## Begin DATASET RECORDS

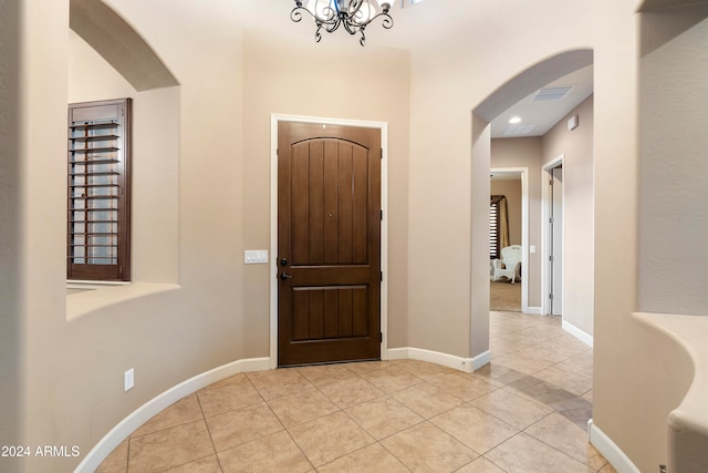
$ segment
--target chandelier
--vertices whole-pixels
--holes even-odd
[[[322,30],[331,33],[343,25],[350,34],[360,33],[358,42],[364,45],[366,43],[364,30],[378,17],[382,17],[382,25],[385,29],[393,28],[394,20],[388,14],[392,1],[384,0],[379,4],[376,0],[295,0],[295,8],[290,12],[290,19],[299,22],[302,20],[303,12],[314,18],[317,27],[314,32],[316,42],[322,39]]]

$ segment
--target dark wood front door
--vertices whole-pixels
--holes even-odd
[[[278,126],[278,364],[381,358],[381,132]]]

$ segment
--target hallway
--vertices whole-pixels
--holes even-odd
[[[587,443],[592,349],[555,317],[490,316],[475,373],[392,360],[240,373],[135,431],[101,473],[615,470]]]

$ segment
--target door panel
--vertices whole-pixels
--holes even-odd
[[[278,148],[279,364],[378,359],[379,131],[281,122]]]

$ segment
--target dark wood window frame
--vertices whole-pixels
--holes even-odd
[[[131,280],[131,99],[69,105],[66,278]]]

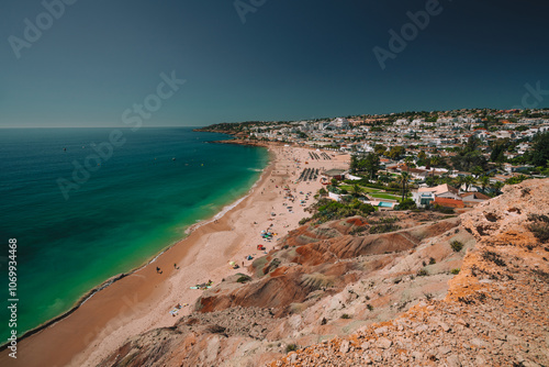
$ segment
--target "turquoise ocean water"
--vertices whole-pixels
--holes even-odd
[[[66,199],[58,179],[72,180],[74,162],[85,166],[112,131],[0,130],[0,344],[10,332],[9,238],[18,240],[21,335],[245,194],[268,163],[262,148],[208,143],[227,135],[122,129],[125,143],[99,166],[88,159],[94,171]]]

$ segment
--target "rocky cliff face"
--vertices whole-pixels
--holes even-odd
[[[396,213],[390,233],[302,226],[101,366],[548,365],[548,212],[549,180],[530,180],[460,218]]]
[[[475,245],[442,300],[270,366],[548,366],[549,180],[508,187],[461,215]]]

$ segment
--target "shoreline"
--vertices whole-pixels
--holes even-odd
[[[63,320],[20,340],[19,363],[25,366],[96,366],[128,337],[157,327],[170,327],[180,316],[190,314],[202,292],[189,286],[208,279],[219,283],[235,271],[248,273],[251,262],[243,259],[245,255],[262,255],[256,249],[256,244],[262,241],[261,229],[276,225],[276,240],[265,243],[270,249],[306,215],[301,205],[292,213],[285,211],[284,199],[279,196],[281,188],[274,186],[288,184],[298,191],[301,188],[314,192],[321,186],[318,182],[293,184],[299,176],[298,169],[291,168],[299,165],[294,159],[305,160],[311,149],[284,147],[283,144],[261,146],[269,152],[269,165],[244,197],[225,205],[213,218],[197,223],[188,236],[158,254],[154,260],[156,266],[150,266],[153,262],[145,264],[96,292]],[[343,158],[337,158],[312,163],[309,167],[343,164]],[[302,165],[301,169],[305,167]],[[292,169],[295,171],[290,174]],[[279,213],[274,219],[270,215],[270,207]],[[242,262],[243,267],[234,270],[227,266],[229,260]],[[157,273],[156,267],[161,271]],[[175,318],[168,311],[177,303],[189,307],[183,307]],[[10,366],[10,359],[5,351],[0,354],[0,365]]]
[[[222,142],[224,142],[224,141],[213,141],[213,142],[209,142],[209,143],[221,144]],[[240,144],[240,145],[246,145],[246,144]],[[253,146],[264,147],[264,148],[268,149],[268,147],[265,146],[265,145],[253,145]],[[21,335],[20,337],[18,337],[18,343],[20,343],[20,342],[22,342],[22,341],[31,337],[32,335],[34,335],[36,333],[40,333],[41,331],[46,330],[46,329],[55,325],[59,321],[63,321],[64,319],[68,318],[70,314],[72,314],[76,310],[78,310],[88,300],[90,300],[93,296],[98,294],[103,289],[107,289],[108,287],[112,286],[116,281],[119,281],[119,280],[121,280],[121,279],[123,279],[123,278],[125,278],[127,276],[131,276],[131,275],[139,271],[144,267],[149,266],[150,264],[155,263],[163,254],[165,254],[171,247],[173,247],[177,244],[179,244],[182,241],[184,241],[192,232],[194,232],[199,227],[201,227],[201,226],[203,226],[205,224],[212,223],[213,221],[223,218],[226,213],[228,213],[232,209],[236,208],[242,201],[244,201],[246,198],[248,198],[250,196],[250,193],[254,190],[254,188],[256,188],[257,185],[258,185],[258,182],[264,178],[265,171],[271,165],[271,163],[272,163],[271,158],[272,157],[270,156],[270,153],[269,153],[268,164],[261,170],[261,175],[259,175],[259,178],[253,184],[253,186],[240,198],[237,198],[236,200],[234,200],[233,202],[231,202],[231,203],[228,203],[226,205],[223,205],[221,208],[221,210],[219,212],[216,212],[214,215],[212,215],[211,218],[201,220],[201,221],[199,221],[197,223],[193,223],[193,224],[189,225],[189,227],[184,230],[184,234],[186,235],[182,238],[179,238],[179,240],[175,241],[173,243],[171,243],[167,247],[163,248],[157,254],[150,256],[142,265],[139,265],[137,267],[134,267],[134,268],[132,268],[132,269],[130,269],[130,270],[127,270],[125,273],[121,273],[121,274],[111,276],[107,280],[102,281],[100,285],[93,287],[92,289],[90,289],[89,291],[87,291],[86,293],[83,293],[80,298],[78,298],[78,300],[75,301],[75,303],[67,311],[65,311],[65,312],[60,313],[59,315],[57,315],[57,316],[55,316],[55,318],[53,318],[53,319],[51,319],[51,320],[48,320],[48,321],[46,321],[46,322],[37,325],[36,327],[33,327],[33,329],[24,332],[23,335]],[[9,342],[1,344],[0,345],[0,353],[2,353],[3,351],[5,351],[8,348],[8,346],[9,346],[9,344],[10,344]]]

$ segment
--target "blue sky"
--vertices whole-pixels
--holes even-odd
[[[440,0],[382,70],[372,48],[429,1],[242,0],[264,2],[243,23],[233,0],[78,0],[19,58],[10,36],[46,10],[2,1],[0,126],[120,126],[173,70],[187,82],[145,126],[511,108],[527,82],[549,90],[541,0]]]

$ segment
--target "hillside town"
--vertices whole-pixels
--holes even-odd
[[[349,155],[347,167],[322,173],[321,194],[344,202],[358,198],[379,210],[469,208],[505,185],[549,176],[549,109],[255,121],[204,130]]]

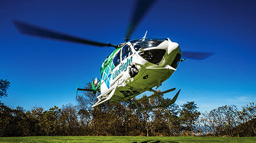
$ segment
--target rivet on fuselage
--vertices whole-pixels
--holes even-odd
[[[143,77],[143,79],[147,79],[148,78],[149,78],[149,75],[147,75],[146,76],[144,76],[144,77]]]

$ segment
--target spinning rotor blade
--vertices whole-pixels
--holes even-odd
[[[190,59],[203,60],[207,59],[214,53],[203,53],[200,52],[182,51],[182,56]]]
[[[133,31],[139,23],[143,17],[145,16],[147,11],[152,4],[156,0],[139,0],[137,2],[137,6],[135,6],[135,11],[133,11],[134,13],[130,21],[127,30],[125,35],[125,42],[130,39],[130,37]]]
[[[100,47],[111,46],[116,47],[116,45],[112,45],[109,43],[107,44],[103,43],[74,36],[69,35],[67,34],[32,25],[19,21],[14,20],[12,21],[12,22],[18,32],[22,34],[51,38],[54,40],[60,40],[81,44],[90,44]]]

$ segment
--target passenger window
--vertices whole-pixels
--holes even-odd
[[[122,60],[131,54],[132,54],[132,52],[130,46],[127,44],[125,45],[122,49]]]
[[[119,64],[120,64],[120,54],[121,53],[121,50],[119,50],[117,55],[115,56],[113,59],[113,64],[116,66]]]

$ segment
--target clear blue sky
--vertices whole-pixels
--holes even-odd
[[[20,35],[18,19],[102,42],[123,42],[133,0],[0,1],[0,79],[11,86],[0,99],[10,107],[45,110],[75,104],[80,87],[100,77],[114,50]],[[181,89],[176,103],[194,101],[199,110],[256,101],[256,1],[160,0],[131,38],[169,38],[182,50],[215,52],[187,59],[160,89]],[[175,93],[166,95],[172,97]]]

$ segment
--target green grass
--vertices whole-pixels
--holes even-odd
[[[0,137],[0,143],[256,143],[256,137]]]

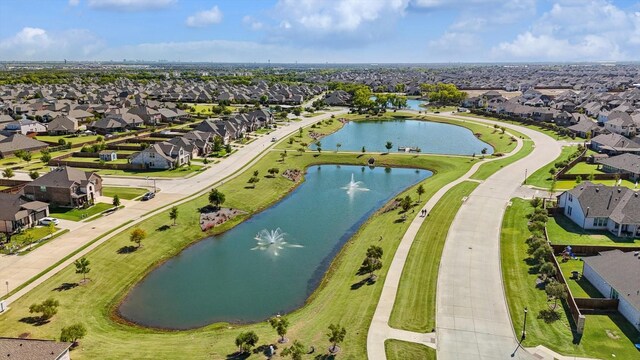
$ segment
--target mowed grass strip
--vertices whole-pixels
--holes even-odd
[[[387,360],[436,360],[436,351],[422,344],[389,339],[384,342]]]
[[[282,176],[265,178],[266,170],[271,167],[279,167],[282,172],[286,168],[304,169],[323,162],[364,165],[368,159],[355,154],[323,152],[317,157],[315,155],[317,154],[290,155],[283,164],[278,153],[268,154],[255,166],[248,167],[238,178],[225,182],[220,187],[226,194],[225,206],[254,213],[270,206],[295,188],[296,184]],[[439,188],[459,178],[471,165],[464,158],[405,155],[376,156],[376,164],[412,166],[434,171],[435,176],[422,182],[426,190],[422,196],[423,203]],[[260,182],[255,189],[247,188],[247,180],[253,176],[254,170],[259,171]],[[400,196],[408,194],[417,198],[416,186]],[[129,241],[129,231],[114,236],[87,255],[91,262],[91,273],[88,275],[91,281],[88,284],[61,290],[61,285],[74,284],[81,279],[75,273],[75,267],[65,268],[11,304],[11,310],[0,317],[0,334],[19,336],[28,333],[31,338],[52,339],[59,337],[62,327],[80,322],[85,325],[88,333],[81,340],[79,348],[74,350],[74,359],[224,359],[236,351],[235,337],[247,330],[253,330],[260,336],[259,344],[274,343],[277,335],[265,322],[250,325],[217,323],[189,331],[160,331],[121,323],[112,318],[118,303],[129,289],[157,264],[213,234],[203,233],[199,229],[198,208],[206,203],[204,195],[178,205],[176,226],[171,226],[169,210],[136,225],[148,233],[138,251],[118,253],[121,248],[134,244]],[[388,266],[402,234],[409,226],[408,221],[396,223],[398,217],[397,211],[374,214],[344,245],[305,306],[288,315],[292,324],[287,334],[289,339],[298,339],[315,346],[317,351],[314,356],[322,354],[329,346],[326,338],[327,326],[340,323],[347,328],[340,357],[362,359],[366,356],[367,329],[382,291]],[[243,218],[236,218],[212,231],[225,231],[242,220]],[[380,235],[385,241],[378,241]],[[362,277],[355,274],[366,249],[372,244],[381,245],[384,249],[384,266],[378,272],[378,281],[374,285],[352,290],[351,286],[362,280]],[[50,323],[36,327],[19,321],[30,316],[29,305],[48,297],[61,303],[58,314]],[[261,354],[252,354],[250,358],[263,357]]]
[[[436,285],[442,249],[460,206],[479,184],[465,181],[451,188],[431,210],[411,245],[402,270],[389,325],[415,332],[435,328]]]
[[[527,338],[524,347],[545,345],[563,355],[599,359],[636,359],[640,334],[619,314],[587,315],[582,338],[574,337],[568,308],[559,309],[559,319],[547,323],[539,317],[540,311],[549,310],[550,302],[544,290],[536,288],[537,274],[530,273],[525,240],[527,215],[533,212],[528,201],[513,199],[507,208],[500,239],[502,276],[507,303],[516,334],[522,332],[524,308],[527,316]]]
[[[120,199],[133,200],[144,195],[148,190],[144,188],[134,188],[126,186],[105,186],[102,188],[102,195],[114,197],[116,194]]]
[[[49,216],[71,221],[80,221],[111,209],[113,205],[107,203],[96,203],[87,209],[52,208]]]

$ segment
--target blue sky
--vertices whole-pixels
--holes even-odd
[[[2,0],[0,60],[640,60],[631,0]]]

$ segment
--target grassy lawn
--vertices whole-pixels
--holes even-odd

## End DATASET RECORDS

▸ EXERCISE:
Find every line in the data that contains the string "wood" and copy each one out in full. The match is case-sensitive.

▸ EXPECTED ANSWER:
--target dark wood front door
--target dark wood window frame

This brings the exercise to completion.